→ **Material to process**
++++++
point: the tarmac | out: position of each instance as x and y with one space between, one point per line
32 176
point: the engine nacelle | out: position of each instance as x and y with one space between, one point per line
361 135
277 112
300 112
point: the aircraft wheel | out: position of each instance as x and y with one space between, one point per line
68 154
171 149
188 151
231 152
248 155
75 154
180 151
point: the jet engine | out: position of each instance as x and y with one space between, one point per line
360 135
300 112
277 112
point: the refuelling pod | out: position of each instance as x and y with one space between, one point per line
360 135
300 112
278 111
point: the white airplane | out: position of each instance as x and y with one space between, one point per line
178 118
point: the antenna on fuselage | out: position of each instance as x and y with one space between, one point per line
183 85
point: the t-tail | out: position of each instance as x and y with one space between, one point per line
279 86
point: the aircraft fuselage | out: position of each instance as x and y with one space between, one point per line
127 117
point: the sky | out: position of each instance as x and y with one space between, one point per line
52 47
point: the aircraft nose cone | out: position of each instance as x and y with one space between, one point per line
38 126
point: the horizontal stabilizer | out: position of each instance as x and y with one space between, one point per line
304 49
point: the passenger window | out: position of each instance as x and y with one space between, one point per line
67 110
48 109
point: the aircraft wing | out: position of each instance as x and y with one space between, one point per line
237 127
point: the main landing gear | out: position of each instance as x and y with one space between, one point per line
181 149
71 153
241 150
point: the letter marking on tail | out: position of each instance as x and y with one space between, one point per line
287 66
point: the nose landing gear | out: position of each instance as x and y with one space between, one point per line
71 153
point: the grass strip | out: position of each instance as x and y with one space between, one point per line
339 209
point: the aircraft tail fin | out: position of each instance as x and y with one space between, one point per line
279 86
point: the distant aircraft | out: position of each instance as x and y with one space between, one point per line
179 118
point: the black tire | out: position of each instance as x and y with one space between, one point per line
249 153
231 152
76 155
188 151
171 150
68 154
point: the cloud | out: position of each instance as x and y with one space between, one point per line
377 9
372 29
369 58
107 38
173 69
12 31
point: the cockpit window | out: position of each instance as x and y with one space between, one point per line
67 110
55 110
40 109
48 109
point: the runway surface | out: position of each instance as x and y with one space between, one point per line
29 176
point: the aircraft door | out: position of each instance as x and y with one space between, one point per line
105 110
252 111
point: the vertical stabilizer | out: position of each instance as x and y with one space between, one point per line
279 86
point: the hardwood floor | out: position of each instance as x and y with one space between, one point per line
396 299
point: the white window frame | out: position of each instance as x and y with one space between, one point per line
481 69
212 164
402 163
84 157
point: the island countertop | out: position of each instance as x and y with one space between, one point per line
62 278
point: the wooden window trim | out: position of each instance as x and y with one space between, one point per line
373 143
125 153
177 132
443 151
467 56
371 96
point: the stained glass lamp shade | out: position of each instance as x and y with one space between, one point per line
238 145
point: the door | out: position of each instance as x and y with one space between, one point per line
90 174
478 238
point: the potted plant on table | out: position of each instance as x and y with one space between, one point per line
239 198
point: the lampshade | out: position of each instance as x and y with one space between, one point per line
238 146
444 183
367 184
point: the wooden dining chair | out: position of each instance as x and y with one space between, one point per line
++++++
→ **Aim of the exercise**
What you return must match the listing exactly, with nothing missing.

→ **Exercise solution**
point: the tarmac | out: position of each instance as x and y with one space between, one point per line
32 176
point: the engine nacelle | out: position of each instance as x and y with one space between, one point per line
361 135
277 112
300 112
point: the aircraft wheel | out: position of each instance as x and y with one space between, one point per line
68 154
171 149
188 151
231 152
248 155
75 154
180 151
point: the jet engine | out: position of each instance as x and y with one space between, one point per line
360 135
300 112
277 112
point: the refuelling pod | out: position of each instance as x and y with one space between, one point per line
360 135
300 112
278 111
point: the white airplane | out: position of each instance as x and y with one space between, one point per line
178 118
point: the antenna on fuselage | out: position of each instance as x and y with one space between, one point per line
183 85
point: the t-tail | out: position of each instance as x and y with one space between, one point per line
279 86
point: the aircraft fuselage | out: position of each instance as x and y with one space between, one point per line
127 117
point: the sky | out: position of each instance as x and y with one space between, one point per line
52 47
point: the aircraft nose cone | out: position of each instance as x and y with one space between, one point per line
38 126
point: the horizontal stabilizer | out: position of each instance as x and y with one space between, one point per line
304 49
point: the passenger window | out: position of each instance as x and y with one space between, one point per line
67 110
48 109
point: the aircraft wing | out: position of each instance as x and y with one space between, one point per line
237 127
point: the main landing gear | out: position of each instance as x and y with one space between, one point per line
181 149
71 153
241 150
point: the letter marking on tail | out: position of each instance as x and y with one space between, one point per line
287 66
point: the nose landing gear | out: position of each instance as x and y with one space between, one point per line
71 153
point: the grass strip | out: position of each instance as x and y with one space between, one point per line
339 209
point: the aircraft tail fin | out: position of each instance as x and y with one space between, one point per line
279 86
point: the distant aircraft | out: position of each instance as x and y with one space between, one point per line
179 118
point: the black tire | out: position of each instance as x and y with one space between, one point per line
249 153
231 152
76 155
188 151
171 150
68 154
point: the cloud | out: position of each instance as x and y with one space between, one point per line
377 9
372 29
369 58
107 38
173 69
12 31
point: the cockpit window | out: position of each instance as x and y with one space between, one point per line
67 110
55 110
40 109
48 109
point: the runway surface | out: position of each instance as x and y with one space between, one point per line
29 176
point: the aircraft door | out: position of each instance as x and y with one space between, one point per line
105 110
252 111
point: the vertical stabilizer | out: position of each instance as x and y with one space between, one point per line
279 86
point: the hardwood floor | out: position of each instance as x and y with one space between, one point per line
396 299
point: the white window frame | out: position of each instance as x and y with one space between, one point per line
481 69
212 164
402 163
84 157
point: the island countertop | out: position of each instance as x and y with one space between, one point per line
62 278
point: the wooden window trim | out: position of each instance as x and y with one space between, one point per line
373 143
125 153
177 132
443 151
467 56
371 96
point: the stained glass lamp shade | out: position of each instance as x and y with one space between, one point per line
238 145
point: the door | out: position of each instance as x and y with one space between, one point per line
90 174
478 238
point: the potted plant on table | out: position of each instance as x and y with one space between, one point per line
239 198
point: the lampshade | out: position of each instance as x and y with one space between, one point per line
238 146
444 183
367 184
point: the wooden dining chair | out: position of each instance as x and y with one space between, one point per line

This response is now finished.